▶ _OBJECTIVE_
Arrange each of the lines below as a row of a Markdown table, with a "Row" column holding its number and a "Line text" column holding the line itself. Leave out any blank lines.

▶ _DATA SUPPLIED_

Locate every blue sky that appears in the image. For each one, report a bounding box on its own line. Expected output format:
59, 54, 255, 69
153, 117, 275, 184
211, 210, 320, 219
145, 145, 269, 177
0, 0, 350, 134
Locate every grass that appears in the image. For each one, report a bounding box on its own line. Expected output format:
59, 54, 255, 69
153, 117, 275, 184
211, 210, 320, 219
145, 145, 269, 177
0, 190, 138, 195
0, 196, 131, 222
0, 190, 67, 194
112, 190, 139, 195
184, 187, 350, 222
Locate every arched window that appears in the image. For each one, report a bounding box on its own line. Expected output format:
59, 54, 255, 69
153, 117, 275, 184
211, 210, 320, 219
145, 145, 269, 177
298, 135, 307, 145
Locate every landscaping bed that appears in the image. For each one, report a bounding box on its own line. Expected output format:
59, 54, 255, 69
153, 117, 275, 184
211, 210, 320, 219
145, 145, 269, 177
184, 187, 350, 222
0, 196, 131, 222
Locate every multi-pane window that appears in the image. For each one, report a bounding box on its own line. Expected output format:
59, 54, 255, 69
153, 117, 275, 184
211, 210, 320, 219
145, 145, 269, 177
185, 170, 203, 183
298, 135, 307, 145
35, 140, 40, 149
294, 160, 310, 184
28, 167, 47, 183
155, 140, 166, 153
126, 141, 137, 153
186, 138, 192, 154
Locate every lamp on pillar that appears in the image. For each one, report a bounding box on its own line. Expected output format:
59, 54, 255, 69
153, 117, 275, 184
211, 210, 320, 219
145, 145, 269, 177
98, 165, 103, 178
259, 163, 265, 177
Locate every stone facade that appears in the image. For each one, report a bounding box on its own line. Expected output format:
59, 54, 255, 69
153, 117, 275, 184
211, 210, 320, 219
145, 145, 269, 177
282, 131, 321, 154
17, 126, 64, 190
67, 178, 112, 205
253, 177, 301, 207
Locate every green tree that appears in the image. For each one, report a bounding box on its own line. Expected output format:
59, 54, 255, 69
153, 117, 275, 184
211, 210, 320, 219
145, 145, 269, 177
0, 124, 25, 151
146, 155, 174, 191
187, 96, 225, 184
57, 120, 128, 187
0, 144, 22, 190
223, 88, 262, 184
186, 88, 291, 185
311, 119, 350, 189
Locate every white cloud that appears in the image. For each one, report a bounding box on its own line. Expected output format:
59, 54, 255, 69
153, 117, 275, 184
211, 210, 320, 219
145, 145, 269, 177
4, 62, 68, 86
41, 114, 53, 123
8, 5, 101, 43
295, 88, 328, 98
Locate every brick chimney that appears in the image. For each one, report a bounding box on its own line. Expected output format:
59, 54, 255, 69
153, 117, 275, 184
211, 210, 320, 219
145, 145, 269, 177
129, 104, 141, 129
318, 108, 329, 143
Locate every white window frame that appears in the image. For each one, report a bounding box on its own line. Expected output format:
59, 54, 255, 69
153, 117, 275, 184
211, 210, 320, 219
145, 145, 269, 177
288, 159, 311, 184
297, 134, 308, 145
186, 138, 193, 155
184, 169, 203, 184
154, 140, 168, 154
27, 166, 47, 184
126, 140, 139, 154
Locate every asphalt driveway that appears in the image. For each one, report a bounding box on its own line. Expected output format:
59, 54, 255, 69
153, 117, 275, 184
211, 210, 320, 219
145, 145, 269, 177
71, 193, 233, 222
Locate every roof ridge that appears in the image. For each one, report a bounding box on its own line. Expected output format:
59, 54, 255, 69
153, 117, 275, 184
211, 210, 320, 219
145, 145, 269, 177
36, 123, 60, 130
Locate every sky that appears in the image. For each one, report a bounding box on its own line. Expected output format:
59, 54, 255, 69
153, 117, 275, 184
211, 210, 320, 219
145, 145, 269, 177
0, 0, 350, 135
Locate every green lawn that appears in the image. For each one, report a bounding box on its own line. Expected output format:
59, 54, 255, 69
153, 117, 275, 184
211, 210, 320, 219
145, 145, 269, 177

▶ _TASK OUTPUT_
| Row | Line text |
|---|---|
| 1 | Locate every blue sky that appears in the image. For each one, report a bounding box on its own line. Expected output format: |
| 2 | 59, 54, 255, 69 |
| 3 | 153, 117, 275, 184 |
| 4 | 211, 210, 320, 219 |
| 5 | 145, 145, 269, 177 |
| 6 | 0, 0, 350, 134 |
| 7 | Locate every grass that appears in the image. For each one, report a bounding box on its own line. Expected output format: |
| 8 | 59, 54, 255, 69 |
| 9 | 153, 117, 275, 184 |
| 10 | 211, 210, 320, 219 |
| 11 | 145, 145, 269, 177 |
| 12 | 0, 190, 138, 195 |
| 13 | 0, 196, 131, 222 |
| 14 | 0, 190, 67, 194 |
| 15 | 112, 190, 139, 195 |
| 16 | 184, 187, 350, 222 |
| 17 | Locate every arched window that appears in the image. For each one, report a bounding box on its own line. Expected output format: |
| 18 | 59, 54, 255, 69 |
| 19 | 153, 117, 275, 184 |
| 20 | 211, 210, 320, 219 |
| 21 | 145, 145, 269, 177 |
| 22 | 298, 135, 307, 145 |
| 23 | Locate every landscaping bed that appears in the image. For each one, report a bounding box on its own line. Expected output format: |
| 24 | 59, 54, 255, 69 |
| 25 | 153, 117, 275, 184 |
| 26 | 211, 210, 320, 219 |
| 27 | 145, 145, 269, 177 |
| 28 | 184, 187, 350, 222 |
| 29 | 0, 196, 131, 222 |
| 30 | Locate every multi-pane window that appears in the image. For each one, report a bounding box on its own line. Expected output format: |
| 31 | 59, 54, 255, 69 |
| 32 | 153, 117, 275, 184 |
| 33 | 211, 210, 320, 219 |
| 34 | 145, 145, 269, 177 |
| 35 | 185, 170, 203, 183 |
| 36 | 298, 135, 307, 145 |
| 37 | 35, 140, 40, 149 |
| 38 | 294, 160, 310, 184 |
| 39 | 28, 167, 47, 183 |
| 40 | 155, 140, 166, 153 |
| 41 | 126, 141, 137, 153 |
| 42 | 186, 138, 192, 154 |
| 43 | Locate every lamp on pillar that appears in the image. For each one, report a bounding box on its own line. Expected output format: |
| 44 | 59, 54, 255, 69 |
| 45 | 153, 117, 275, 184 |
| 46 | 211, 210, 320, 219 |
| 47 | 145, 145, 269, 177 |
| 48 | 98, 165, 103, 178 |
| 49 | 259, 163, 265, 177 |
| 50 | Locate every stone facade that appears in the image. For each one, report a bounding box on its own line. Expected output format: |
| 51 | 59, 54, 255, 69 |
| 52 | 153, 117, 275, 184 |
| 53 | 211, 210, 320, 219 |
| 54 | 145, 145, 269, 177 |
| 55 | 282, 131, 321, 154 |
| 56 | 17, 126, 64, 190 |
| 57 | 67, 178, 112, 205 |
| 58 | 253, 177, 301, 207 |
| 59 | Locate every green tree that appears in the image. For each one, report a bounding box on its own line. Expected output format: |
| 60 | 59, 54, 255, 69 |
| 61 | 153, 117, 275, 184 |
| 62 | 211, 210, 320, 219 |
| 63 | 145, 145, 269, 177 |
| 64 | 0, 124, 25, 151 |
| 65 | 146, 155, 174, 191 |
| 66 | 187, 96, 225, 184 |
| 67 | 57, 120, 128, 187 |
| 68 | 0, 144, 22, 190 |
| 69 | 223, 88, 262, 184 |
| 70 | 186, 88, 291, 185 |
| 71 | 311, 119, 350, 189 |
| 72 | Locate every white cloud that appears in the image. For each one, report a bounding box on its own line. Expected output format: |
| 73 | 59, 54, 255, 69 |
| 74 | 153, 117, 275, 184 |
| 75 | 211, 210, 320, 219 |
| 76 | 145, 145, 269, 177 |
| 77 | 4, 62, 68, 86 |
| 78 | 41, 114, 53, 123 |
| 79 | 8, 5, 101, 43 |
| 80 | 295, 88, 328, 98 |
| 81 | Locate every brick chimney that appears in the image. For each one, report a bounding box on its own line. Expected output format: |
| 82 | 59, 54, 255, 69 |
| 83 | 153, 117, 275, 184 |
| 84 | 211, 210, 320, 219 |
| 85 | 145, 145, 269, 177 |
| 86 | 129, 104, 141, 129 |
| 87 | 318, 108, 329, 143 |
| 88 | Locate every white window frame that appears in the image. For each one, report a bounding box on its own line. Expected output format: |
| 89 | 59, 54, 255, 69 |
| 90 | 153, 117, 275, 184 |
| 91 | 211, 210, 320, 219 |
| 92 | 145, 145, 269, 177 |
| 93 | 288, 159, 311, 184 |
| 94 | 297, 134, 308, 145 |
| 95 | 186, 138, 193, 155 |
| 96 | 184, 169, 203, 184 |
| 97 | 154, 140, 168, 154 |
| 98 | 27, 166, 47, 184 |
| 99 | 126, 140, 139, 154 |
| 100 | Locate every asphalt driveway that appears in the image. For each one, report a bounding box on its own line. Expected output format: |
| 101 | 59, 54, 255, 69 |
| 102 | 153, 117, 275, 184 |
| 103 | 211, 210, 320, 219 |
| 104 | 145, 145, 269, 177 |
| 105 | 71, 193, 233, 222 |
| 106 | Locate every roof ridge that appears in the image. For each one, report a bounding box on its own line. Expected output format: |
| 107 | 59, 54, 255, 69 |
| 108 | 153, 117, 275, 184 |
| 109 | 211, 210, 320, 219 |
| 110 | 145, 145, 269, 177 |
| 111 | 36, 123, 60, 130 |
| 112 | Locate every sky that appears in the image. For each one, report a bounding box on its own line. Expected output format: |
| 113 | 59, 54, 255, 69 |
| 114 | 153, 117, 275, 184 |
| 115 | 211, 210, 320, 219 |
| 116 | 145, 145, 269, 177 |
| 117 | 0, 0, 350, 135 |
| 118 | Locate every green lawn that appears in the image. For each one, report a bounding box on its own line. Expected output format: |
| 119 | 59, 54, 255, 69 |
| 120 | 153, 117, 275, 184 |
| 121 | 211, 210, 320, 219 |
| 122 | 145, 145, 269, 177 |